## [Problem details]
Write out each of the records below word for word, changing nothing.

************

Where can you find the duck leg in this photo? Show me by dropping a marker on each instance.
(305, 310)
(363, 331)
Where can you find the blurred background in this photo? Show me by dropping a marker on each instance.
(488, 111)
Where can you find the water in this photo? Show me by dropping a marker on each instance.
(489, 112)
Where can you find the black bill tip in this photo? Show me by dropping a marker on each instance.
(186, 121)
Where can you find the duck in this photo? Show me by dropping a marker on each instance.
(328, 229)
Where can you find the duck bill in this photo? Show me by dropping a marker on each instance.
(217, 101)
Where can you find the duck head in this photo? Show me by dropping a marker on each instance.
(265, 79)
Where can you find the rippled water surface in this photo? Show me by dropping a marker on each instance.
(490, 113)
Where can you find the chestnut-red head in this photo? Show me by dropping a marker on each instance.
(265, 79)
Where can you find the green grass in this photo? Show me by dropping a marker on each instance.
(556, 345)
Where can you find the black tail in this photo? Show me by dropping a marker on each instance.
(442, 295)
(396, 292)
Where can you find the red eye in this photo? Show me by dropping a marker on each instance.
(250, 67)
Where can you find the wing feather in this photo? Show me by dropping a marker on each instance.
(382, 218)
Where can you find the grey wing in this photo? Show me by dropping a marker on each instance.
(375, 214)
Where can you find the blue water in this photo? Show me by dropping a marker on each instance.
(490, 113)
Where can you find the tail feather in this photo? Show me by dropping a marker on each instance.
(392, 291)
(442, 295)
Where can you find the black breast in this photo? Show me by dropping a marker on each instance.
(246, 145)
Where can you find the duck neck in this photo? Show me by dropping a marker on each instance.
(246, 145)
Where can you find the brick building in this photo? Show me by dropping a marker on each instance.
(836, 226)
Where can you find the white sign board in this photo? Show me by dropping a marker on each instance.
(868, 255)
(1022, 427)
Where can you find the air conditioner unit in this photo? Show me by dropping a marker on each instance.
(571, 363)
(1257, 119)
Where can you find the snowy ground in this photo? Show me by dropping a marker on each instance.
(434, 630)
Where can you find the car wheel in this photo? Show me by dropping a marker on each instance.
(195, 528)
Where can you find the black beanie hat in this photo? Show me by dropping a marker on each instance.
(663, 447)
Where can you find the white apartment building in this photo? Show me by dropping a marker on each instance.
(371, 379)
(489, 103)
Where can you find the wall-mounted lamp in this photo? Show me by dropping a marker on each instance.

************

## [Worked solution]
Where can you find the duck leg in this photo? Show me by dropping a marker on each instance.
(305, 310)
(363, 331)
Where can you find the blurred background in this photo? Show me by dropping a marker on each instance.
(488, 111)
Where can you find the water in this photo? Show me by dropping a marker on each instance.
(489, 112)
Where can you find the black bill tip in this photo? Show me by dropping a marker on each instance.
(186, 121)
Where can you find the duck in this photo? Show me by dropping a marker on each instance.
(328, 229)
Where can you find the duck bill in this photo? Show me by dropping a marker on each instance.
(217, 101)
Where can you find the duck head in this photo? Show me by dropping a marker on each instance.
(265, 79)
Where can you find the rippled water surface in this photo? Show me by dropping a marker on each instance.
(490, 113)
Where can you find the chestnut-red head in this photo? Show me by dropping a marker on each instance.
(265, 79)
Where can you find the green grass in this photo? Show me by dropping a marker on each instance.
(556, 345)
Where can you find the black tail in this photo? Show me by dropping a marker on each instance.
(442, 295)
(396, 292)
Where can you find the red eye in this photo? Show me by dropping a marker on each instance.
(250, 67)
Where can you find the wing feather in this photo? Show me by dropping a marker on each instance.
(382, 218)
Where can you find the grey wing in this photo? Show me by dropping a marker on each instance.
(375, 214)
Where can you find the blue water in this photo? Show me by dropping a marker on each instance.
(490, 113)
Where can you find the tail feather in this photo? Show me by dropping a marker on each instance.
(392, 291)
(442, 295)
Where can you find the black breast in this photo? Show me by dropping a marker on each instance.
(246, 145)
Where can you find the duck neck in this photo? Show me by dropping a marker on each instance.
(246, 145)
Where can you find the brick building in this photo? Show me by dropping a marker on each instance.
(836, 226)
Where can you find the white sign board in this photo? Show me by dropping a marker on each instance.
(868, 255)
(1022, 427)
Where can you find the air conditioner unit in this photo? Show me by dropping a marker on each instance.
(571, 363)
(1257, 119)
Where can you find the snowy ground in this photo? Show me by dropping a marker on each instance.
(434, 630)
Where can you find the car wheel in this photo? Show me by dropping a marker on each instance.
(195, 528)
Where can you find the black beanie hat in this photo? Show me by dropping a marker on each instance.
(663, 447)
Where can you find the white apartment building in this photo? Show me by dropping a marker on each instance.
(371, 379)
(489, 103)
Where can you find the wall-mounted lamp in this photo? Show me by dropping a marker on each instance.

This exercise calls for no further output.